Definitions

A metric space is a pair (S, f) where S is an abritrary (possibly infinite) set of objects and f is a function which returns a "distance" for any two objects x, y in S. This distance is a number used to express the similarity between the two objects. The larger the distance, the more they differ. A distance of zero means they are considered equal.

The function f has to be a "metric", i.e. the following conditions have to be met for all x, y, z in S:

• f(x, y) >= 0

  (positivity)

• f(x, y) == f(y, x)

  (symmetry)

• f(x, z) <= f(x, y) + f(y, z)

  (triangle inequality)

This definition adheres to most people's intuitive understanding of the distance between two points in a Euclidian space (of arbitrary dimensionality). [1] Imagine you have three points in a 2-dimensional space like this:

A-------B
 \     /
  \   /
   \ /
    C

It is evident that the distance between two of these points is necessarily larger than (or equal to) zero, and that the direction you take for measuring (from A to B or vice versa) has no influence on the distance. The third condition, the triangle inequality is easy to grasp, too: if you know the distances between A and B and between B and C, you can be sure that their sum is equal to or larger than the distance between A and C. Voila, there's your metric space.

In many cases, metric distance functions take a long time to compute. Because of this, data structures used to index metric spaces are designed to minimize the number of distance computations necessary for searching the whole space by using the properties of its metric function (most notably the triangle inequality) to discard as many objects as possible after every computation.

_ _ _

_Aim of the task_.
Please explain in one to three sentences why, according to the metric space definitions above, data structures for indexing metric spaces try to keep the number of distance computations low.

_Records_.
_ _ _

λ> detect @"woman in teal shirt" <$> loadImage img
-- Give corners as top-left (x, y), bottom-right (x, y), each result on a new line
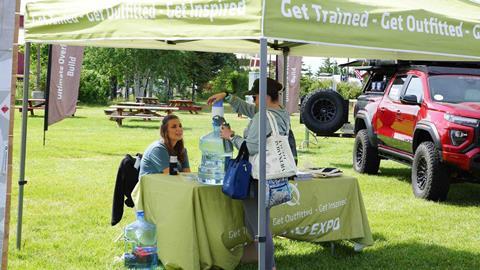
top-left (207, 78), bottom-right (290, 270)
top-left (139, 114), bottom-right (190, 177)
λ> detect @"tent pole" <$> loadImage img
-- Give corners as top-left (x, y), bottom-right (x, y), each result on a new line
top-left (258, 38), bottom-right (270, 270)
top-left (282, 50), bottom-right (289, 107)
top-left (17, 42), bottom-right (30, 249)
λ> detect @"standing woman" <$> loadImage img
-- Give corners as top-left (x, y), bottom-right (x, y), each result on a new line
top-left (207, 78), bottom-right (290, 269)
top-left (139, 114), bottom-right (190, 176)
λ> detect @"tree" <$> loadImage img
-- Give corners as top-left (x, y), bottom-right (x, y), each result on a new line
top-left (315, 58), bottom-right (338, 76)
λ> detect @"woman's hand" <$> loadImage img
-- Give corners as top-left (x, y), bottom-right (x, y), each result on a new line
top-left (220, 125), bottom-right (235, 140)
top-left (207, 92), bottom-right (227, 105)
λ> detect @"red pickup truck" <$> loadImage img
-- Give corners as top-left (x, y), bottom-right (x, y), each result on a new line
top-left (353, 61), bottom-right (480, 201)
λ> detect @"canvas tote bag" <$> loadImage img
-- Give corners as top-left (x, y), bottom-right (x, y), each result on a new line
top-left (250, 111), bottom-right (297, 180)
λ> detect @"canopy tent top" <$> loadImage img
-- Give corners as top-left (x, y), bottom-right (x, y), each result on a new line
top-left (25, 0), bottom-right (480, 61)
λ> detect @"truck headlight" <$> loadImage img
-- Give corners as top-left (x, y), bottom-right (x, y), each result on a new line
top-left (450, 129), bottom-right (468, 146)
top-left (443, 113), bottom-right (480, 127)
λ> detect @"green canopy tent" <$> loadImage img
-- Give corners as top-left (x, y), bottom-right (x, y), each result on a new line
top-left (17, 0), bottom-right (480, 269)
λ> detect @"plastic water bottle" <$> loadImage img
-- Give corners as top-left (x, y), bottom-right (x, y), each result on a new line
top-left (198, 101), bottom-right (233, 185)
top-left (168, 156), bottom-right (178, 175)
top-left (124, 211), bottom-right (158, 269)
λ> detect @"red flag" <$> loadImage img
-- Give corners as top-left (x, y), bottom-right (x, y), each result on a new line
top-left (47, 45), bottom-right (83, 125)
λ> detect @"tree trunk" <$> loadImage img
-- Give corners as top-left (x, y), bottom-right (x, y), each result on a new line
top-left (133, 73), bottom-right (141, 97)
top-left (110, 76), bottom-right (118, 100)
top-left (192, 82), bottom-right (195, 101)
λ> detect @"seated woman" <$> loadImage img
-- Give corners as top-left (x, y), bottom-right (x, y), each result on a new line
top-left (139, 114), bottom-right (190, 177)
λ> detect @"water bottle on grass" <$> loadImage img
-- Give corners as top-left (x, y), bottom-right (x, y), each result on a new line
top-left (124, 211), bottom-right (158, 269)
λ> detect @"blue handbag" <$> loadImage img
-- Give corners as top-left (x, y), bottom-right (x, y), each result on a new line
top-left (222, 142), bottom-right (252, 200)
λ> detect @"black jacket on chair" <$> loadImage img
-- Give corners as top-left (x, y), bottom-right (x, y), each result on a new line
top-left (112, 154), bottom-right (142, 226)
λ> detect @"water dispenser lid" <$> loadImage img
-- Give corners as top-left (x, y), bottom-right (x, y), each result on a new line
top-left (212, 100), bottom-right (223, 116)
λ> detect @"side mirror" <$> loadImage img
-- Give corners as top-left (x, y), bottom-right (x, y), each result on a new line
top-left (400, 95), bottom-right (420, 105)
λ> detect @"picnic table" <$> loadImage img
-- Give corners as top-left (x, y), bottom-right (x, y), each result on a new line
top-left (136, 97), bottom-right (161, 105)
top-left (105, 102), bottom-right (178, 126)
top-left (15, 98), bottom-right (45, 116)
top-left (168, 99), bottom-right (202, 114)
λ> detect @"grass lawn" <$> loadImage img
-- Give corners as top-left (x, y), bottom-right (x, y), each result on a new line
top-left (9, 107), bottom-right (480, 269)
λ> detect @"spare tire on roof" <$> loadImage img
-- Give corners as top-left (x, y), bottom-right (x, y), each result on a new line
top-left (300, 89), bottom-right (348, 135)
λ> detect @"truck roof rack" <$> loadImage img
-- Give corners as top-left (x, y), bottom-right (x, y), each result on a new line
top-left (338, 59), bottom-right (480, 69)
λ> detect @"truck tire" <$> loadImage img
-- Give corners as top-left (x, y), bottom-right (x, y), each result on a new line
top-left (300, 90), bottom-right (345, 135)
top-left (353, 129), bottom-right (380, 174)
top-left (412, 141), bottom-right (450, 201)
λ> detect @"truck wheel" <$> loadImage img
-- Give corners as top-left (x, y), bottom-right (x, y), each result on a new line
top-left (353, 129), bottom-right (380, 174)
top-left (300, 90), bottom-right (345, 135)
top-left (412, 142), bottom-right (450, 201)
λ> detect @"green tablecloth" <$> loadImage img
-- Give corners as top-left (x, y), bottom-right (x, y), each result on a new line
top-left (133, 174), bottom-right (373, 270)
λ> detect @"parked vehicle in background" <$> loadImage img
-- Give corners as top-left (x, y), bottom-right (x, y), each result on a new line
top-left (351, 61), bottom-right (480, 201)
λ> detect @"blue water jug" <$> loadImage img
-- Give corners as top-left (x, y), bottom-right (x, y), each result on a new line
top-left (125, 211), bottom-right (158, 269)
top-left (198, 101), bottom-right (233, 185)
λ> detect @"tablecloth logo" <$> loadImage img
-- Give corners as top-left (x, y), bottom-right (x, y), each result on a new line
top-left (286, 183), bottom-right (300, 206)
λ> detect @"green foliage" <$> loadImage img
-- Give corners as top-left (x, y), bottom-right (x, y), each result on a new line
top-left (337, 82), bottom-right (362, 99)
top-left (202, 69), bottom-right (248, 98)
top-left (78, 69), bottom-right (110, 104)
top-left (300, 76), bottom-right (333, 96)
top-left (316, 58), bottom-right (339, 76)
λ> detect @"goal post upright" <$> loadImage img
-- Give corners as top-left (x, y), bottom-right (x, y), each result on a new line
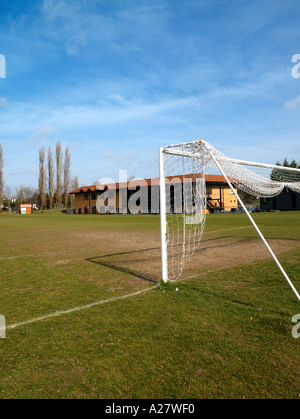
top-left (159, 147), bottom-right (168, 283)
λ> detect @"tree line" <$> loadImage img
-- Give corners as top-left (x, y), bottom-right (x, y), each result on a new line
top-left (0, 142), bottom-right (79, 211)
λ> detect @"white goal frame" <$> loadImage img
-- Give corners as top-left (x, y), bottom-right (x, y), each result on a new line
top-left (159, 139), bottom-right (300, 302)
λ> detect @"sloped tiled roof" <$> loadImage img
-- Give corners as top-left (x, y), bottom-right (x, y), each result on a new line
top-left (70, 175), bottom-right (226, 194)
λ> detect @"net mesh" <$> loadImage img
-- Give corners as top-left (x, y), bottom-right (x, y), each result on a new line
top-left (163, 140), bottom-right (300, 281)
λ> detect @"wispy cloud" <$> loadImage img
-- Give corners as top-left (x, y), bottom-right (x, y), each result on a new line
top-left (285, 95), bottom-right (300, 109)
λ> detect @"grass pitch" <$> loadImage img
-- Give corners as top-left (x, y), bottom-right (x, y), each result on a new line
top-left (0, 212), bottom-right (300, 399)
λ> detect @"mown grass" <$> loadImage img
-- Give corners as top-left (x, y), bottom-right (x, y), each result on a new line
top-left (0, 212), bottom-right (300, 399)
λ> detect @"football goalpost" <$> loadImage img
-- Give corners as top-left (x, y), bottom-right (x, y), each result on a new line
top-left (159, 139), bottom-right (300, 301)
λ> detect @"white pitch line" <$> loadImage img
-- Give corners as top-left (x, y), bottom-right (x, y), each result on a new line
top-left (6, 284), bottom-right (159, 330)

_ _ _

_Output of the task_.
Many metric distance functions take a long time to compute, so these structures aim to require as few computations as possible when searching the whole space. They do this by using properties of the metric function, most notably the triangle inequality, to discard as many objects as possible after every computation.